> Selected excerpt:
Abstract:
Computer Vision depends on pattern recognition techniques to self-train
and understand visual data. While machine learning algorithms were previously used for computer vision applications, now deep learning methods have
evolved as a better solution for this domain. Deep learning counts on neural
networks and samples for problem solving. It self-learns by using labeled
data to recognize common patterns in the given data set. The extensive
availability of the data used for training computer vision algorithms has contributed in driving the growth of computer vision. Image Classification is a
fundamental task that attempts to comprehend an entire image as a whole.
The goal is to classify the image by assigning it to a specific label. Typically,
Image Classification refers to images in which only one object appears and
is analyzed. CNN-based models hold state-of-the-art performance in various computer vision tasks, including image classification. Deep CNNs are
well suited for large-scale supervised visual recognition tasks because of their
highly scalable training algorithm. Two main methods are used for image
classification via deep CNN namely Large Scale Visual Recognition and Fine
Grained Visual Recognition. The availability of highly advanced models from
competitions such as ImageNet has made it possible to explore fine grained
classification and other non-deep learning classifiers for classification.
This research presents a combination of models in hierarchical layers to first
distinguish between meta categories (currently Large Scale Recognition algorithms) and then go further in depth to classify into individual objects
(currently Fine grained Recognition algorithms). The aim is to develop an
approach in which initially the large scale visual recognition problem is solved
and then in the same pipeline fine grained visual recognition is also performed
in one go. This research presents a single solution to both the problems. The
evaluation of the model was done by submitting the predicted score on Kaggle. The pipeline requires annotation of the data in broad groups and then
another set of annotation within the broad groups like specie class. This way
the problem was broken down to solve it independently. The simulations
were performed on state of art deep learning techniques such as ResNet-18, ResNet-50 and ResNeXt-101. The results show visible improvement with
respect to single model approach. It is concluded that as far as the resource
requirements are concerned, the proposed methodology has high resource re quirements in terms of memory space and training time. However, it is the
trade-of between resource requirement and performance improvement that
needs to be decided.

> Given data:
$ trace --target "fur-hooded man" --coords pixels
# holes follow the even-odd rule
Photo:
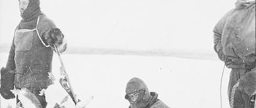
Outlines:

> Written instruction: Retype the part of the image classification abstract above that starts at the words "The goal is" and stops after the words "classifiers for classification.".

> Finished answer:
The goal is to classify the image by assigning it to a specific label. Typically,
Image Classification refers to images in which only one object appears and
is analyzed. CNN-based models hold state-of-the-art performance in various computer vision tasks, including image classification. Deep CNNs are
well suited for large-scale supervised visual recognition tasks because of their
highly scalable training algorithm. Two main methods are used for image
classification via deep CNN namely Large Scale Visual Recognition and Fine
Grained Visual Recognition. The availability of highly advanced models from
competitions such as ImageNet has made it possible to explore fine grained
classification and other non-deep learning classifiers for classification.